=== Texto para análise ===
"""

Macroeconomia

Revisitando o cenário econômico pós-pandemia

30 nov 2020

Na coluna de 29 de maio, discuti o cenário econômico pós-pandemia no Brasil. Minha avaliação era de que, diante da perspectiva de um nível de incerteza no período pós-pandemia ainda mais elevado que o que prevaleceu desde 2015, provavelmente teríamos uma recuperação lenta da economia, com baixo investimento e informalidade elevada. Depois de seis meses, parece um bom momento para revisitar essa discussão à luz das novas informações.

Naquele instante, a projeção do IBRE/FGV era de uma queda do PIB de 5,4% em 2020. Esta semana foi divulgado o Boletim Macro do IBRE, que revisou a estimativa do PIB este ano para uma redução de 5,0%. Para o terceiro trimestre, o IBRE projeta crescimento de 7,4% em relação ao segundo trimestre.

Embora a recuperação da economia brasileira desde abril tenha sido relativamente rápida, ela tem sido muito heterogênea. Enquanto a indústria de transformação e o comércio varejista já retornaram ao patamar anterior à pandemia, o setor de serviços permanecia, em setembro, 8% abaixo do nível de fevereiro. Alguns subsetores tiveram desempenho ainda pior, como os serviços prestados às famílias, que encontram-se 36% abaixo do nível pré-Covid.

"""

=== Atividades ===
1: Responda com base no texto sobre o cenário econômico pós-pandemia:
(a) Na época da coluna de 29 de maio, qual queda do PIB o IBRE/FGV projetava para 2020?
(b) Em setembro, quanto abaixo do nível de fevereiro permanecia o setor de serviços?
(c) Quanto abaixo do nível pré-Covid se encontram os serviços prestados às famílias?
2: Transcreva do texto sobre o cenário econômico pós-pandemia todo o trecho que vai de "30 nov 2020" até "ao segundo trimestre.".
3: Dê continuidade ao texto sobre o cenário econômico pós-pandemia a partir da última frase apresentada.
O material não tem nenhum papel neste exercício.

=== Dados de origem ===

"""

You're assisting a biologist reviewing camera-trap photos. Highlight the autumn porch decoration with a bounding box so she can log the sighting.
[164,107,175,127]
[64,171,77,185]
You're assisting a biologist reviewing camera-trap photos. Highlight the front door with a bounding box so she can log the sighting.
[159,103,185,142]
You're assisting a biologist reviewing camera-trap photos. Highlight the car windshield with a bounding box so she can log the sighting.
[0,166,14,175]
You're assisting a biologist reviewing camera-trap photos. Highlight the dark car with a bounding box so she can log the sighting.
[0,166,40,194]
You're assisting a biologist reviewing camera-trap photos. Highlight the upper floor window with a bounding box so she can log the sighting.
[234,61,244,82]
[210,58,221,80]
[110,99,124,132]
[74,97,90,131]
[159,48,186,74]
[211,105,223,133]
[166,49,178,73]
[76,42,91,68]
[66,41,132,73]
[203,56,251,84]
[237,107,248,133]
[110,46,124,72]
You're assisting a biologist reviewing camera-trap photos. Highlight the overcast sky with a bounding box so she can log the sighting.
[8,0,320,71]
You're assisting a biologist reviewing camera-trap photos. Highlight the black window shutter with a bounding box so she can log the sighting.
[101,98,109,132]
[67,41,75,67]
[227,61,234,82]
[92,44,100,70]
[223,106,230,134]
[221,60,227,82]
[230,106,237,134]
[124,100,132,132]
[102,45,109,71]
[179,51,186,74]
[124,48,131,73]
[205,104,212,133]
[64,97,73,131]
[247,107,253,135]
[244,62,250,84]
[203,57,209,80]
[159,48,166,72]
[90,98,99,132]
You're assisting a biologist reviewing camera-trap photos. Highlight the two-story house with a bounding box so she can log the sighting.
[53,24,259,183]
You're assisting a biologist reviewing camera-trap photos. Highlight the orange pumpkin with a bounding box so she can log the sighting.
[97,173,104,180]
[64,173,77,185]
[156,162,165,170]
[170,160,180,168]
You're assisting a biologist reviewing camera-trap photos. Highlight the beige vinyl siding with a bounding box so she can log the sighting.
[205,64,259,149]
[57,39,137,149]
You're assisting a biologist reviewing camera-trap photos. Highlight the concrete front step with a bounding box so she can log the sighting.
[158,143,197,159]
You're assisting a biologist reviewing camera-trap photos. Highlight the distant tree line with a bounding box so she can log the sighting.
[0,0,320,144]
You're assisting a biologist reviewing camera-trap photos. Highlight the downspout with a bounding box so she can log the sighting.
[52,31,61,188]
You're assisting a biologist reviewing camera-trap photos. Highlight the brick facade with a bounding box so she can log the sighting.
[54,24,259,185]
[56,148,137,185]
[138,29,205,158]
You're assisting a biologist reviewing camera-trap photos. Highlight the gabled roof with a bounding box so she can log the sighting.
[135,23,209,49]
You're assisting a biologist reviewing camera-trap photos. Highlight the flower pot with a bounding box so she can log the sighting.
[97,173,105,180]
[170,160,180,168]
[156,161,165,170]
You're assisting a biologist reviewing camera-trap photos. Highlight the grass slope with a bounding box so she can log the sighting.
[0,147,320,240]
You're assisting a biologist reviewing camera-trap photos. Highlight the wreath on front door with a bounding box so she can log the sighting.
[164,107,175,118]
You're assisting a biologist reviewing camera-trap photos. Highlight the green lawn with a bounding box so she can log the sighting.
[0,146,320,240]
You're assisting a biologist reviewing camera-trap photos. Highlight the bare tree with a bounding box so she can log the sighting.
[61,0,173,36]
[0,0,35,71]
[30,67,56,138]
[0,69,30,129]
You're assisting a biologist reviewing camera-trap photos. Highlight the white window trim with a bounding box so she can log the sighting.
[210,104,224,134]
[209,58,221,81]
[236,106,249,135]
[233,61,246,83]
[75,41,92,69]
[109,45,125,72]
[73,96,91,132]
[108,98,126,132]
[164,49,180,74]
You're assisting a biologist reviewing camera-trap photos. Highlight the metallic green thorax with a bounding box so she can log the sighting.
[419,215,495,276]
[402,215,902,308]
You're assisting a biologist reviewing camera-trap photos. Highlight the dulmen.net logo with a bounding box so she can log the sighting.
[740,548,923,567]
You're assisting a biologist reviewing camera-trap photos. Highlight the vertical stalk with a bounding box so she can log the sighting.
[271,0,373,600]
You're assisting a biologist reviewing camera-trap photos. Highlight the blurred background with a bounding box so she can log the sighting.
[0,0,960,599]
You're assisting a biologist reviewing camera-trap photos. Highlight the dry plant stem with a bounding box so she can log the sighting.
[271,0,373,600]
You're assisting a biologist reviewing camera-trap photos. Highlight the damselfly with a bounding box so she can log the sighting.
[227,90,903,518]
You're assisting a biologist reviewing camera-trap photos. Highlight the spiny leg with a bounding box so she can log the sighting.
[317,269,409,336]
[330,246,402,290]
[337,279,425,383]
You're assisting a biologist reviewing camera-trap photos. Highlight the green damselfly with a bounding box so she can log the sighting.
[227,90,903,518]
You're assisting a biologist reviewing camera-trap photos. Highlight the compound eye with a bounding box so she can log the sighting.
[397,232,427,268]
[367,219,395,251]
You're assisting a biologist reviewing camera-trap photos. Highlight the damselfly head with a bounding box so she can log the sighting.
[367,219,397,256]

"""

=== Respostas dos exercícios ===
1:
(a) Uma queda de 5,4%.
(b) 8% abaixo.
(c) 36% abaixo.

2:
30 nov 2020

Na coluna de 29 de maio, discuti o cenário econômico pós-pandemia no Brasil. Minha avaliação era de que, diante da perspectiva de um nível de incerteza no período pós-pandemia ainda mais elevado que o que prevaleceu desde 2015, provavelmente teríamos uma recuperação lenta da economia, com baixo investimento e informalidade elevada. Depois de seis meses, parece um bom momento para revisitar essa discussão à luz das novas informações.

Naquele instante, a projeção do IBRE/FGV era de uma queda do PIB de 5,4% em 2020. Esta semana foi divulgado o Boletim Macro do IBRE, que revisou a estimativa do PIB este ano para uma redução de 5,0%. Para o terceiro trimestre, o IBRE projeta crescimento de 7,4% em relação ao segundo trimestre.

3:
Além disso, os indicadores apontam para uma desaceleração no ritmo de crescimento do varejo e dos serviços, com expansão menor dessas atividades em setembro em relação à observada em agosto.

Isso remete a outra preocupação em relação à sustentabilidade da atual recuperação, que é o fato de que a expansão da atividade econômica nos últimos meses decorre em boa medida de estímulos temporários, como a antecipação do pagamento do décimo terceiro salário de aposentados do INSS e, principalmente, a enorme despesa com o auxílio emergencial.

Embora tenha tido a intenção meritória de proteger cerca de 38 milhões de trabalhadores informais da queda abrupta da renda decorrente da pandemia, o auxílio emergencial foi excessivo tanto em termos de valor mensal como de número de beneficiários, alcançando cerca de 65 milhões de pessoas.

Consumidores e empresários parecem perceber a insustentabilidade da recuperação recente. Em outubro, o Índice de Confiança Empresarial (ICE) e o Índice de Confiança do Consumidor (ICC) do IBRE interromperam a trajetória de recuperação observada desde maio, e a prévia de novembro confirma esta tendência de piora da confiança.

O comportamento recente do Indicador de Incerteza da Economia Brasil (IIE-Br) do IBRE também não tem sido favorável. Com a eclosão da pandemia, o grau de incerteza atingiu em abril o maior nível já registrado. Depois de seis meses de quedas consecutivas, a prévia de novembro indica que o IIE-Br voltou a subir, permanecendo acima do nível máximo anterior à pandemia, em setembro de 2015, quando o Brasil perdeu o grau de investimento da Standard & Poor´s.

Este aumento da incerteza reflete em grande medida o agravamento do risco fiscal. O problema não é simplesmente o grande impacto fiscal das medidas de combate à pandemia, mas o fato de que não existe nenhum plano claro por parte do governo no sentido de estabilizar a trajetória da dívida pública nos próximos anos.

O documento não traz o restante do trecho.